Once a lead comes in, the question is how to stay in front of them until they book and after they buy. The two main tools are SMS and email, and most wellness businesses use them badly. They either lean entirely on one or blast both with no thought to timing, message, or consent.
Used well, SMS and email do different jobs and reinforce each other. Used carelessly, they annoy people and can get you into real legal trouble. Here is how to think about both.
What SMS Is Good At
Text messages get read. Open rates for SMS sit far above email, and most texts get read within minutes of arriving. That makes SMS the right tool for anything time-sensitive or anything that needs an immediate response.
In a wellness nurture system, SMS is where the real conversation happens. The fast first touch after a lead comes in. The back and forth that answers a question and pins down an appointment time. The day-before reminder. The "we have an opening tomorrow at 2, want it?" message. These are all jobs where speed and a high read rate matter more than anything, and SMS wins every time.
The catch is that SMS is intimate and easy to overdo. People guard their text inbox. A text that feels like a personal message from your spa is welcome. One that feels like a marketing blast is an instant opt-out.

[Records of labeled boxes]

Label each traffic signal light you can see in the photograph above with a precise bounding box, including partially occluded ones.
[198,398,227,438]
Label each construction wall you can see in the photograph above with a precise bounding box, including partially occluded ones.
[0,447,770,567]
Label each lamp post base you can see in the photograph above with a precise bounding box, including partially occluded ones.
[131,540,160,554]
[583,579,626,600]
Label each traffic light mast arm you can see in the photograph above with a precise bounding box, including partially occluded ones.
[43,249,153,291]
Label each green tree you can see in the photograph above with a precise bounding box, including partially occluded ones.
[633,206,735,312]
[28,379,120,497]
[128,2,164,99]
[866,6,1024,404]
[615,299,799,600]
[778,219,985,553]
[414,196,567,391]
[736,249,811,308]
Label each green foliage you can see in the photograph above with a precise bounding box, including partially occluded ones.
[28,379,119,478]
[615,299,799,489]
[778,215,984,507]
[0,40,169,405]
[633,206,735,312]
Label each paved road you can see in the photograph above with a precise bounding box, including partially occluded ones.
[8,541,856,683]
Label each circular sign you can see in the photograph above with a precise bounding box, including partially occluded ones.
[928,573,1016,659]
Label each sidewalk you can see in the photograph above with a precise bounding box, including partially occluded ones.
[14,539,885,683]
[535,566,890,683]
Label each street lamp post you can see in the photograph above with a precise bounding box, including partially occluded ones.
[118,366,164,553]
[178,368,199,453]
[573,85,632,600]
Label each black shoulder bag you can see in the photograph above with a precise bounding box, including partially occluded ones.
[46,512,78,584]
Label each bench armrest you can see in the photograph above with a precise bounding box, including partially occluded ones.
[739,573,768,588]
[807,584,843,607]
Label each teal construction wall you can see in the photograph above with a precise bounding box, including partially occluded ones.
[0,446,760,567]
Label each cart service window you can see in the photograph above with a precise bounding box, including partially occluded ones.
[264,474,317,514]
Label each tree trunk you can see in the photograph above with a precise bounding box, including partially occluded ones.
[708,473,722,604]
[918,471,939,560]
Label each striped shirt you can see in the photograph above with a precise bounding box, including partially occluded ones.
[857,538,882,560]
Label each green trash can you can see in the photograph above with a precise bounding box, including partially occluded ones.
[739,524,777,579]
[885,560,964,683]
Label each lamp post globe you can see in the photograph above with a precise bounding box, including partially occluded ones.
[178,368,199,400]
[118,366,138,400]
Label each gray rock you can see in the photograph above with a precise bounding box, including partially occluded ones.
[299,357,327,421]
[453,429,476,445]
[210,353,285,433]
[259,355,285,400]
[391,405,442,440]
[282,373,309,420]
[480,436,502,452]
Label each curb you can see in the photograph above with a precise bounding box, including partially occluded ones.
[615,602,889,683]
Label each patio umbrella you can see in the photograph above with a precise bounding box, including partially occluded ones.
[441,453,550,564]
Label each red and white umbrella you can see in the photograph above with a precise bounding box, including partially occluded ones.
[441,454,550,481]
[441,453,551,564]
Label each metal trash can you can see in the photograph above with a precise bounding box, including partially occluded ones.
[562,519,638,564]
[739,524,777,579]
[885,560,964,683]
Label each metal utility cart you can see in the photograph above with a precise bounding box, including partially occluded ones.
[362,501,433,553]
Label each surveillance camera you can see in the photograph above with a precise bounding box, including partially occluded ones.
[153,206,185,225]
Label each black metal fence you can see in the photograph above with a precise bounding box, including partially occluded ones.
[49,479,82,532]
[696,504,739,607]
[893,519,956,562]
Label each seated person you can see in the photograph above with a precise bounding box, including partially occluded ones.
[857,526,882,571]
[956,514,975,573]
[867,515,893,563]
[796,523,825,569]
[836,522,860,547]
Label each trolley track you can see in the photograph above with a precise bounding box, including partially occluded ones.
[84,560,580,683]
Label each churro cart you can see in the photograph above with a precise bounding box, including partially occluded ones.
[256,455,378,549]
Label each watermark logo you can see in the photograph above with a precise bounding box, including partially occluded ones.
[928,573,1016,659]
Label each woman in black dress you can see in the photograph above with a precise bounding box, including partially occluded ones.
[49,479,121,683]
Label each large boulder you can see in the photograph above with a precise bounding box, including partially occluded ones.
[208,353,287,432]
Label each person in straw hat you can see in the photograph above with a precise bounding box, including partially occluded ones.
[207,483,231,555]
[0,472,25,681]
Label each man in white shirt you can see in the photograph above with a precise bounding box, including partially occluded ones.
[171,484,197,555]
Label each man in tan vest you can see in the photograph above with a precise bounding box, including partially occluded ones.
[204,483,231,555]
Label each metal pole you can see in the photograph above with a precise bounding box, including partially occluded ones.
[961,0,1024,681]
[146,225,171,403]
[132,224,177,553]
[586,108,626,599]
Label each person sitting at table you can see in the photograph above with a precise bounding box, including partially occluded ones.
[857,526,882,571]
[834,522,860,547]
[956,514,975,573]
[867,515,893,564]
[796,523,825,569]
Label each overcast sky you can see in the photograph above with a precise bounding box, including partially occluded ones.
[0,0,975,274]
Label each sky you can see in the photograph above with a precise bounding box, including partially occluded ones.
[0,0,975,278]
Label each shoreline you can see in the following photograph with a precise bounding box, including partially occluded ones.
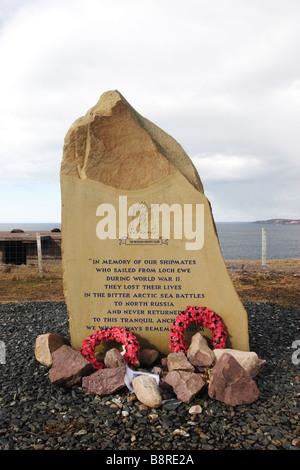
[0,259,300,310]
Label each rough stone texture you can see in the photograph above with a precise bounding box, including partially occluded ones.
[138,349,159,367]
[208,353,259,406]
[82,366,126,396]
[34,333,70,367]
[187,333,215,367]
[61,90,203,193]
[132,375,162,408]
[167,352,195,372]
[104,348,126,369]
[164,370,205,403]
[214,348,266,377]
[60,90,249,355]
[49,345,95,387]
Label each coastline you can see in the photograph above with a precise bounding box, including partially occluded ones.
[0,259,300,310]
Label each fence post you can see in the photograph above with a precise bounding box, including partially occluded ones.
[261,228,267,266]
[36,233,44,277]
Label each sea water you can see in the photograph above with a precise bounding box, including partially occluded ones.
[0,222,300,260]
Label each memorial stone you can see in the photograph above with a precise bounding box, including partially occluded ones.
[60,91,249,354]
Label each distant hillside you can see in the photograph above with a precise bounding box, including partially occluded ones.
[253,219,300,225]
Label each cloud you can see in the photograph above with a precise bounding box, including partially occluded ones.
[193,154,263,182]
[0,0,300,221]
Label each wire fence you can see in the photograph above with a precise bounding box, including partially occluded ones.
[0,233,61,265]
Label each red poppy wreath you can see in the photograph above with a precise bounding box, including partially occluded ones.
[80,327,140,369]
[169,307,227,353]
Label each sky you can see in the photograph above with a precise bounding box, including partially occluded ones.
[0,0,300,223]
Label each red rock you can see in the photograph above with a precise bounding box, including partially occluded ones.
[208,353,259,406]
[138,349,159,367]
[167,352,195,372]
[164,370,205,403]
[187,333,215,367]
[82,366,126,396]
[49,345,95,387]
[34,333,71,367]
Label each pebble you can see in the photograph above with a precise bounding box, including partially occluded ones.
[0,302,300,451]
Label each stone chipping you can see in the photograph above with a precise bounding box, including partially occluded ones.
[0,302,300,451]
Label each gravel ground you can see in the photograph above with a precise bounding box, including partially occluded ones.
[0,303,300,451]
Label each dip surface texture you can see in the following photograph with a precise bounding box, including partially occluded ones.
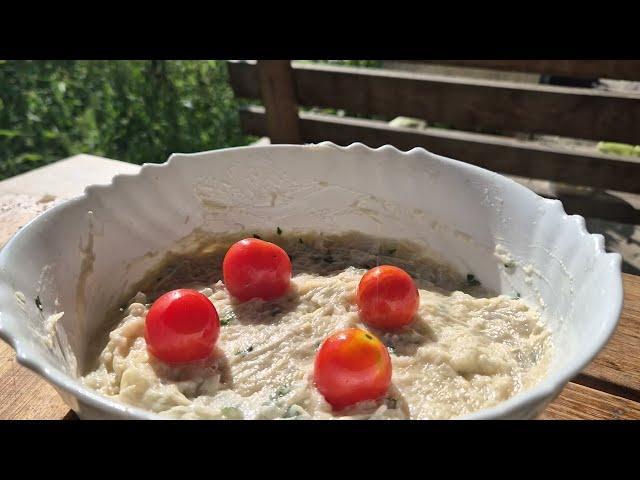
[82,233,552,419]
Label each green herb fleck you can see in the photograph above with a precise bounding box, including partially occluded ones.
[220,310,236,327]
[269,385,291,400]
[467,273,480,287]
[235,345,253,355]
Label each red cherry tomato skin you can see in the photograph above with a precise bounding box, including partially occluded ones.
[144,288,220,364]
[314,328,391,410]
[357,265,420,330]
[222,238,291,302]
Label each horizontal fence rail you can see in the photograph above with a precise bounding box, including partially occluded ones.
[240,106,640,200]
[229,62,640,143]
[406,60,640,81]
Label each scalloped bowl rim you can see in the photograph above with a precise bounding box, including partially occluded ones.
[0,141,623,420]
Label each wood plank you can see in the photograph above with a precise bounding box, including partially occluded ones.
[407,60,640,80]
[229,62,640,144]
[257,60,301,143]
[574,274,640,402]
[538,383,640,420]
[240,106,640,193]
[0,340,69,420]
[0,158,640,419]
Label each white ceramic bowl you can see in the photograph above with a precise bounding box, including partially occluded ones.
[0,142,622,419]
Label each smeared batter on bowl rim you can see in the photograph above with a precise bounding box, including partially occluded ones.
[83,232,552,419]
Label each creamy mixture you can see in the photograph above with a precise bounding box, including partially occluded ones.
[83,231,551,419]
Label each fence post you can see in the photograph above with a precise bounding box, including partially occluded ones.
[257,60,302,143]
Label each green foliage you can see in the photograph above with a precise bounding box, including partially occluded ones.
[0,60,253,179]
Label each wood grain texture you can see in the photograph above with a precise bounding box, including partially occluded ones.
[577,275,640,401]
[411,60,640,80]
[240,106,640,197]
[0,340,69,420]
[229,62,640,144]
[257,60,302,143]
[539,383,640,420]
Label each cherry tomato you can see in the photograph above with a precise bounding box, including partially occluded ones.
[222,238,291,302]
[314,328,391,410]
[144,288,220,363]
[357,265,420,330]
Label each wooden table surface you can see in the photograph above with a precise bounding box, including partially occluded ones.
[0,155,640,419]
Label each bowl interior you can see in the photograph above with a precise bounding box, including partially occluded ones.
[0,143,622,416]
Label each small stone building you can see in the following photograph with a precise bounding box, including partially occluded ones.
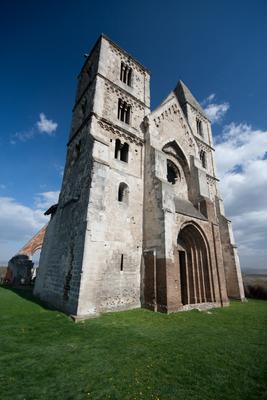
[34,35,244,318]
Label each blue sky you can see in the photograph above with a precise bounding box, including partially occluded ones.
[0,0,267,268]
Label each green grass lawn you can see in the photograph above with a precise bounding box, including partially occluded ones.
[0,287,267,400]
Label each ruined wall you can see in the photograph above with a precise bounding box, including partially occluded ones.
[75,38,149,315]
[34,126,93,314]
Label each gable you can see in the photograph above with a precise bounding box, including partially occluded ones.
[148,92,198,159]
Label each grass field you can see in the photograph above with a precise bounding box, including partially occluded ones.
[0,287,267,400]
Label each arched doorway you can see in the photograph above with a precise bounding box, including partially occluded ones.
[178,224,215,305]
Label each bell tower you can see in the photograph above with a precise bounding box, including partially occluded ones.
[35,35,150,316]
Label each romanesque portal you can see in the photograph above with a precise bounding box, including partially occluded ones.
[34,35,244,318]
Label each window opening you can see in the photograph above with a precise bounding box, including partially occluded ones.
[118,99,131,125]
[121,254,123,271]
[115,139,129,162]
[167,160,179,185]
[118,182,129,204]
[199,150,207,168]
[197,118,203,136]
[120,62,132,86]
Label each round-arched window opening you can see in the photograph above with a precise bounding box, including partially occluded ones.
[167,160,180,185]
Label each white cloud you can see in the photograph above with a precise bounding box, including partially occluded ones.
[37,113,58,135]
[215,123,267,269]
[204,103,230,123]
[202,93,230,123]
[0,191,59,262]
[34,191,59,209]
[9,113,58,144]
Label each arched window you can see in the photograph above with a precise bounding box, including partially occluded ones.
[115,139,121,159]
[81,97,87,117]
[115,139,129,162]
[121,143,129,162]
[120,62,132,86]
[196,118,203,136]
[118,99,131,125]
[167,160,180,185]
[118,182,129,204]
[199,150,207,168]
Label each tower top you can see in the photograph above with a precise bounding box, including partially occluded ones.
[174,80,208,119]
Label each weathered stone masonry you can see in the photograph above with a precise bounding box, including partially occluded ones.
[34,35,244,317]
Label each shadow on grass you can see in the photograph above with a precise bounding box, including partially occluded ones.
[0,284,56,311]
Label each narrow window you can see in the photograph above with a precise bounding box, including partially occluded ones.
[120,62,132,86]
[199,150,207,168]
[74,140,81,160]
[114,139,129,162]
[120,63,125,81]
[115,139,121,159]
[121,254,123,271]
[167,160,179,185]
[81,97,87,117]
[118,99,131,125]
[120,143,129,162]
[125,106,131,125]
[118,182,129,204]
[127,68,132,86]
[196,118,203,136]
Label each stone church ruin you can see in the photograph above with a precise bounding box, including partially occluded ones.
[34,35,244,318]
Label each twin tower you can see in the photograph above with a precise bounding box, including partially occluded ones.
[34,35,244,318]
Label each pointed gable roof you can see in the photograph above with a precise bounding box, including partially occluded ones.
[174,80,207,118]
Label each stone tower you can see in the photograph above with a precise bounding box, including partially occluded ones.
[35,35,150,315]
[34,35,244,317]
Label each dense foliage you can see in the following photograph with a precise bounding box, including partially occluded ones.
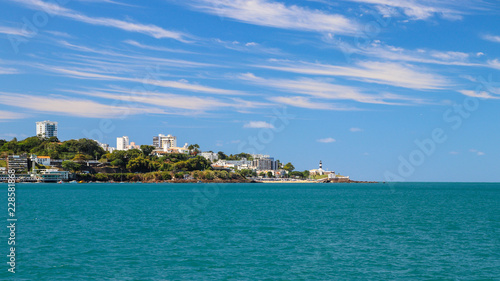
[0,137,105,160]
[0,137,294,181]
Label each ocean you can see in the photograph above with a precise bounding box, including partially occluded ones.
[0,183,500,281]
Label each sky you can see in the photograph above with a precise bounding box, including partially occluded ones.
[0,0,500,182]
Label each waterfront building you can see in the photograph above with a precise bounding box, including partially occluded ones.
[38,169,69,182]
[252,155,278,171]
[212,158,254,170]
[94,140,115,153]
[151,143,189,156]
[116,136,129,150]
[7,155,28,173]
[200,152,219,162]
[31,155,50,166]
[153,134,177,148]
[36,120,57,138]
[309,160,335,176]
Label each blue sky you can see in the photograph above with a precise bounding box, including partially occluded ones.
[0,0,500,181]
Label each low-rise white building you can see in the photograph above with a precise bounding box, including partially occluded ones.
[200,152,219,162]
[309,161,335,176]
[116,136,129,150]
[38,169,69,182]
[31,155,50,166]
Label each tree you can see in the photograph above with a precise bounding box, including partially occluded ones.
[111,159,125,168]
[127,156,150,172]
[141,144,155,157]
[217,151,227,160]
[302,170,311,179]
[73,153,87,162]
[283,162,295,172]
[62,161,82,173]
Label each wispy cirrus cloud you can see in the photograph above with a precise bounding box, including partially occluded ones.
[123,40,193,54]
[0,66,20,75]
[41,66,246,95]
[0,92,165,118]
[188,0,360,35]
[317,138,337,143]
[258,60,449,90]
[344,0,494,20]
[268,96,358,111]
[324,36,492,68]
[11,0,189,42]
[481,34,500,43]
[238,73,422,105]
[66,89,236,111]
[0,26,33,37]
[0,110,28,122]
[243,121,274,129]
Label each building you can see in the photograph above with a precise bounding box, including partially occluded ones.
[7,155,28,173]
[200,152,219,162]
[309,160,335,176]
[31,155,50,166]
[127,142,141,149]
[252,155,278,171]
[116,136,129,150]
[153,134,177,148]
[38,169,69,182]
[94,140,115,153]
[151,143,189,156]
[36,121,57,138]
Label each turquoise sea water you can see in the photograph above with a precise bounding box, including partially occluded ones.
[0,183,500,280]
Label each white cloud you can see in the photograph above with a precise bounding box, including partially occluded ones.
[66,89,236,111]
[189,0,360,35]
[0,92,164,118]
[345,0,468,20]
[317,138,336,143]
[45,30,74,38]
[14,0,188,42]
[0,26,33,37]
[458,90,500,99]
[43,66,245,95]
[243,121,274,129]
[0,110,28,121]
[123,40,192,54]
[259,60,448,89]
[481,34,500,43]
[268,96,356,110]
[0,66,20,75]
[238,73,420,105]
[469,149,486,156]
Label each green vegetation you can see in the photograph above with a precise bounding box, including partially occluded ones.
[288,170,309,179]
[283,162,295,172]
[0,137,300,181]
[0,137,106,160]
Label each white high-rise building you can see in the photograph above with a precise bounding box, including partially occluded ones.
[153,134,177,148]
[116,136,129,150]
[36,121,57,138]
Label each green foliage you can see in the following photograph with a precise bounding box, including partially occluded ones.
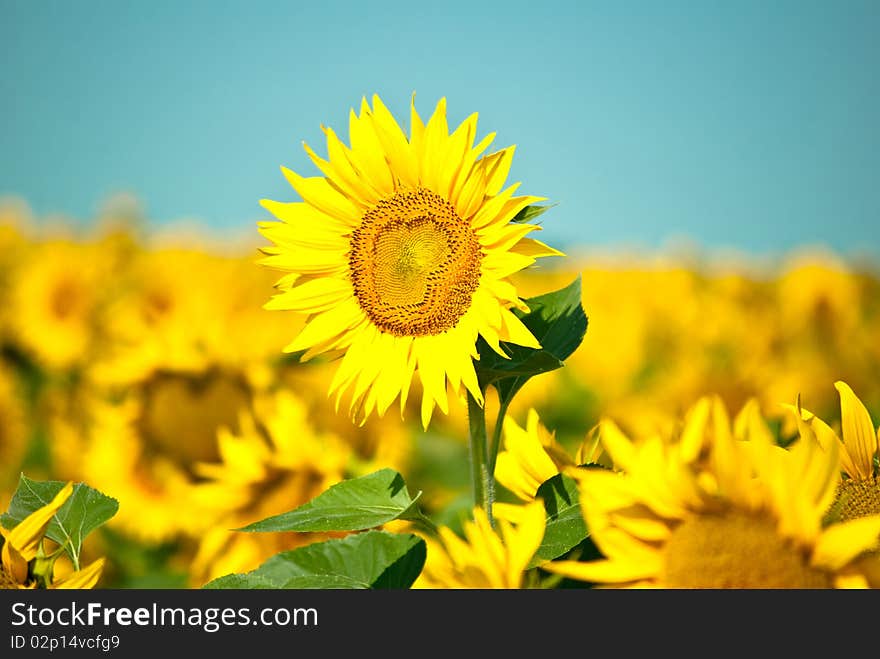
[529,474,588,567]
[238,468,421,532]
[0,474,119,566]
[204,531,427,589]
[474,276,587,404]
[511,204,556,224]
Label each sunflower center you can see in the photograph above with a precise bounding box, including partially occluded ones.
[664,512,832,588]
[349,188,482,336]
[138,372,248,468]
[837,478,880,522]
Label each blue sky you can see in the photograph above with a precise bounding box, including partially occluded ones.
[0,0,880,253]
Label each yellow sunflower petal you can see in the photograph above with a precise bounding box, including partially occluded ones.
[812,515,880,570]
[6,482,73,561]
[834,381,877,480]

■ Problems:
• a. In the SMS and email text, how soon are most texts read?
• b. Carry on the SMS and email text from its last sentence.
The items have no connection to the SMS and email text.

■ Results by task:
• a. Most texts get read within minutes of arriving.

• b.
What Email Is Good At
Email is the better tool for depth, storytelling, and the long game. It is where you can include before and afters, explain a treatment, share a client story, or walk through what a first visit looks like. There is room to build interest and educate in a way that a text simply cannot.
Email is also more forgiving on frequency and far cheaper at scale. You can stay in someone's world for months with a value-driven email rhythm without wearing out your welcome the way constant texting would.
The tradeoff is that email gets ignored. Open rates are a fraction of SMS, and a lot of what you send never gets seen. So email is the wrong tool for anything urgent, and the right tool for nurturing interest over time.
How to Combine Them
The strongest wellness nurture systems use both, each doing what it is best at.
When a fresh lead comes in, SMS leads because speed is everything and the first touch needs to land in minutes. As the relationship develops, email carries the educational and trust-building content while SMS handles the time-sensitive moments: confirmations, reminders, and the booking conversation.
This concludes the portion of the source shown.